Contour labeling entries:
--- START ---

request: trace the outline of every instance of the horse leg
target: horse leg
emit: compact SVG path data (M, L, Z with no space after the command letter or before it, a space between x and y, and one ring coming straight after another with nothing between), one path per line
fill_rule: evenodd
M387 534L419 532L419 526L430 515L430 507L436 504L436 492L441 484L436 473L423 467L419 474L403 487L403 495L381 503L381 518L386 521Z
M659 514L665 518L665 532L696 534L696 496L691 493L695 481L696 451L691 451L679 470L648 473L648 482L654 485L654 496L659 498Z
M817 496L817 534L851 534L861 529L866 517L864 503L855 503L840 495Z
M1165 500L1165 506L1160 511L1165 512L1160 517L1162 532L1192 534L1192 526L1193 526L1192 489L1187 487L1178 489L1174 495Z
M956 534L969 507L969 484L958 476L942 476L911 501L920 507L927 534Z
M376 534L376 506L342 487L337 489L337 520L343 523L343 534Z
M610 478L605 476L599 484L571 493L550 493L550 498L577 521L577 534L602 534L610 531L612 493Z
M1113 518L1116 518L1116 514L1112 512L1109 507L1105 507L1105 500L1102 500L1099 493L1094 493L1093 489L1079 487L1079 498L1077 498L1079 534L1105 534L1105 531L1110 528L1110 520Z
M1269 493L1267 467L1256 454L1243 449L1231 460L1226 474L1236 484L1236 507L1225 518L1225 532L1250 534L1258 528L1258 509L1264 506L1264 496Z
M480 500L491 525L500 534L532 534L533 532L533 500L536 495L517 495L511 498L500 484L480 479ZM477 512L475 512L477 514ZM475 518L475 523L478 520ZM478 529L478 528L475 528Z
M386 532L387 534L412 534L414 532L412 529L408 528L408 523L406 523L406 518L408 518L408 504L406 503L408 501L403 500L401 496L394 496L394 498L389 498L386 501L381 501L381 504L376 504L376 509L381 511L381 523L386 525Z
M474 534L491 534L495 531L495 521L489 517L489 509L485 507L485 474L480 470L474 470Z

--- END ---

**What you have to do:** Put every line of the listing into a Markdown table with the columns "No." and "Line," numbering each row and leaving out any blank lines.

**The response:**
| No. | Line |
|---|---|
| 1 | request: trace the outline of every instance of the horse leg |
| 2 | target: horse leg |
| 3 | emit: compact SVG path data (M, L, Z with no space after the command letter or before it, a space between x and y, and one ring coming straight after another with nothing between), one path per line |
| 4 | fill_rule: evenodd |
| 5 | M387 534L419 532L419 526L430 515L430 507L436 504L436 492L441 484L436 473L423 467L419 474L403 487L403 495L381 503L381 518L386 521Z |
| 6 | M659 514L665 518L665 532L696 534L696 496L691 493L695 481L696 451L691 451L679 470L648 473L648 482L654 485L654 496L659 498Z |
| 7 | M817 496L817 534L851 534L861 529L866 517L864 503L855 503L840 495Z |
| 8 | M1165 500L1165 506L1160 511L1165 512L1160 517L1162 532L1192 534L1192 526L1193 526L1192 489L1187 487L1178 489L1174 495Z |
| 9 | M956 534L969 507L969 484L958 476L942 476L911 501L920 507L927 534Z |
| 10 | M376 534L376 506L342 487L337 489L337 520L343 523L343 534Z |
| 11 | M610 478L605 476L599 484L571 493L550 493L550 498L577 521L577 534L602 534L610 531L612 493Z |
| 12 | M1113 518L1116 518L1116 514L1112 512L1109 507L1105 507L1105 500L1102 500L1099 493L1094 493L1093 489L1079 487L1079 498L1077 498L1079 534L1105 534L1105 531L1110 528L1110 520Z |
| 13 | M1269 493L1267 467L1256 454L1243 449L1231 460L1226 474L1236 484L1236 507L1225 518L1225 532L1250 534L1258 528L1258 509L1264 506L1264 496Z |
| 14 | M480 500L491 525L500 534L532 534L533 532L533 500L536 495L517 495L511 498L500 484L480 479ZM477 512L475 512L477 514ZM475 518L475 523L478 520ZM478 529L478 528L475 528Z |
| 15 | M386 532L387 534L412 534L414 532L412 529L408 528L408 523L406 523L406 518L408 518L408 504L406 503L408 501L403 500L401 496L394 496L394 498L389 498L386 501L381 501L381 504L376 504L376 509L381 511L381 523L386 525Z |
| 16 | M474 534L491 534L495 531L495 521L489 517L489 509L485 507L485 474L480 470L474 470Z |